WHAT IS REQUIRED
Reproduce the listing below word for word, leaving out the pictures.

DATASET CONTENT
━━━━━━━━━━━━━━━━
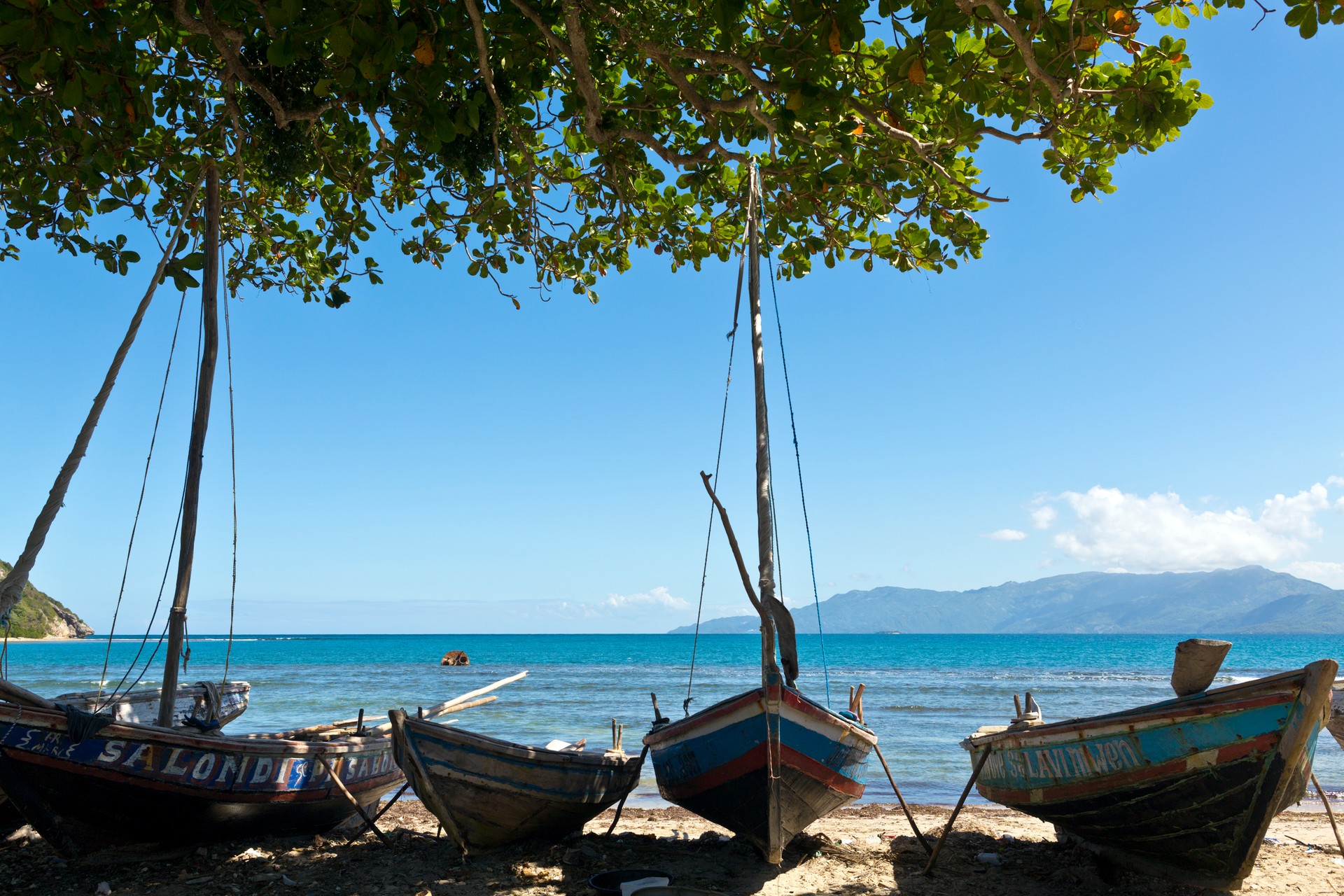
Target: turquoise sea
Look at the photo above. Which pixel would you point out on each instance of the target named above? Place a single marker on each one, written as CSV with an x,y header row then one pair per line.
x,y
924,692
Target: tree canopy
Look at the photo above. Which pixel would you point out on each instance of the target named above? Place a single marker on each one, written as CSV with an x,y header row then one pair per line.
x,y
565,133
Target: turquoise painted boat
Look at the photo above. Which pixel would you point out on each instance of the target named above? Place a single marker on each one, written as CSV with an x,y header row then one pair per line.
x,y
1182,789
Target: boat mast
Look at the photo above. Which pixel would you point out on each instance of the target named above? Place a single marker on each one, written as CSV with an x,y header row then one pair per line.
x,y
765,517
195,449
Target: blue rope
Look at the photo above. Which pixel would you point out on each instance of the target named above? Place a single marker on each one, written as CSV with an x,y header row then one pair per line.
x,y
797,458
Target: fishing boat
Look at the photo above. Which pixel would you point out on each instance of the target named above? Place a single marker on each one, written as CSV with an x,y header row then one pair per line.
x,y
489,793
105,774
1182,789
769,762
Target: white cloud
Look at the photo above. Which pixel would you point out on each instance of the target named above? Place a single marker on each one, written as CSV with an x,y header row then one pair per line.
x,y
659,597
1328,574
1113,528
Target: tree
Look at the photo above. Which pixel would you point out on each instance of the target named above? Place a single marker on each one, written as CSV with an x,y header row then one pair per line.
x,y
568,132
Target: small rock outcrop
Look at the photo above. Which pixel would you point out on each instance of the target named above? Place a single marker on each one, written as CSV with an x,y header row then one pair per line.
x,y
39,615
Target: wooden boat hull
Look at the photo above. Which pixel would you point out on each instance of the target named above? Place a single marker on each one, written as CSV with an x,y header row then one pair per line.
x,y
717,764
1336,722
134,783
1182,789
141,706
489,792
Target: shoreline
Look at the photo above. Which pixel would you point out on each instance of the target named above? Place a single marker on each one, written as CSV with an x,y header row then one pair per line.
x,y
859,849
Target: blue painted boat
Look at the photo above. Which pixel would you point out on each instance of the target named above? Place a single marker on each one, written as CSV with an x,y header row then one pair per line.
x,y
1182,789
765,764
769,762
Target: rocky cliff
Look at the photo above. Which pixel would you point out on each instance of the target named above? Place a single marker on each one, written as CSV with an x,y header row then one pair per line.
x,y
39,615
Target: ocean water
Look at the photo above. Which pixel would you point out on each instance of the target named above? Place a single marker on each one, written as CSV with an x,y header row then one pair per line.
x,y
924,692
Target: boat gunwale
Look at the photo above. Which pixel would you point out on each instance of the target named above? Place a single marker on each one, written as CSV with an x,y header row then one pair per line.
━━━━━━━━━━━━━━━━
EXERCISE SOLUTION
Target: turquoise sea
Look at the photo above. Which pixel would you point out on each instance of the target named above? Place a single marker on each one, written as CSV with an x,y header row then one pair per line.
x,y
924,692
Target: tree canopy
Look at the photo above. Which pixel would you point out on each instance of the target named above? Place a single marker on each one, written as CSV with an x,y header row then one pair per line.
x,y
565,133
Target: turquoise painted boat
Look at the photo above. Which pixel would you point out on each instance of the target named above? Place a single marker on each one, written as CSV with an x,y header row then one pair per line.
x,y
1182,789
Target: boat mast
Look at the photo above. Which pixel would you point out on each instance of the target named above? Place a single marker on each one, written as CSV with an x,y header row then one pair per line.
x,y
765,517
195,449
Target: blue rope
Look at the photo above. Which pixel would you point out on each instance of the target named above? Place a single marker on each one, written as CSV with an x,y header row then one pair per line.
x,y
797,458
Target: fishing boat
Look at the photo above. Which pixel would you point out on each instance of the target named above? Place a single marker on each one, written as CSV with an x,y header row then one pair per line.
x,y
489,793
105,774
1182,789
769,762
Target: white cloud
Look at the photo above. Which pixel would you point out on each instance of the target named above? Place a single marker on each one, written as CSV with an x,y header row then one pair per line.
x,y
659,597
1328,574
1113,528
Target: tree
Look at the photo above. Which pixel would you point out on each instance of the target named above? Place a single marker on each one, written as CSV with an x,y header row then one pair per line.
x,y
568,132
Target: small rock outcrop
Look at the photo above. Which pixel would you point out on each instance of the target named above? Place a single marker on each one, written as CSV with an x,y header row then one pair per line.
x,y
39,615
Target: wooden boat hull
Look at the photo above. Which pixel would you point out on each instance of the target named above? Place a single marker on each one, written as CSV with an x,y header row then one pair per line.
x,y
717,764
1336,722
134,783
1182,789
141,706
489,792
Target: shoreline
Look at the photo above. Which pixel would you point out on each instance of the target named above? Place a single marker on each one, written as CSV with an x,y header row then one pair per line.
x,y
859,849
Target: blue painted boat
Look at the photo above. Which pixel would you point out on each instance of the target named above? Place a single marker on each one, written as CSV with an x,y header row then one pair per line.
x,y
1182,789
765,764
769,762
Target: rocky cliff
Look at the photo above. Which pixel would you point out on each instance of the target named above? Place a single marker on each one, written as CSV with an x,y header row then one pair per line.
x,y
39,615
Target: ocean water
Look at the photo above. Which pixel would you point out on each instance of the target named above? Place a single marker on each one, written as CSV with an x,y header row then one pair per line.
x,y
924,692
Target: boat gunwale
Look at the photo above. Which pixel would you point out on each instance of the target named above? Place a single marker on each one, written as CSV with an x,y header row then one pair per line.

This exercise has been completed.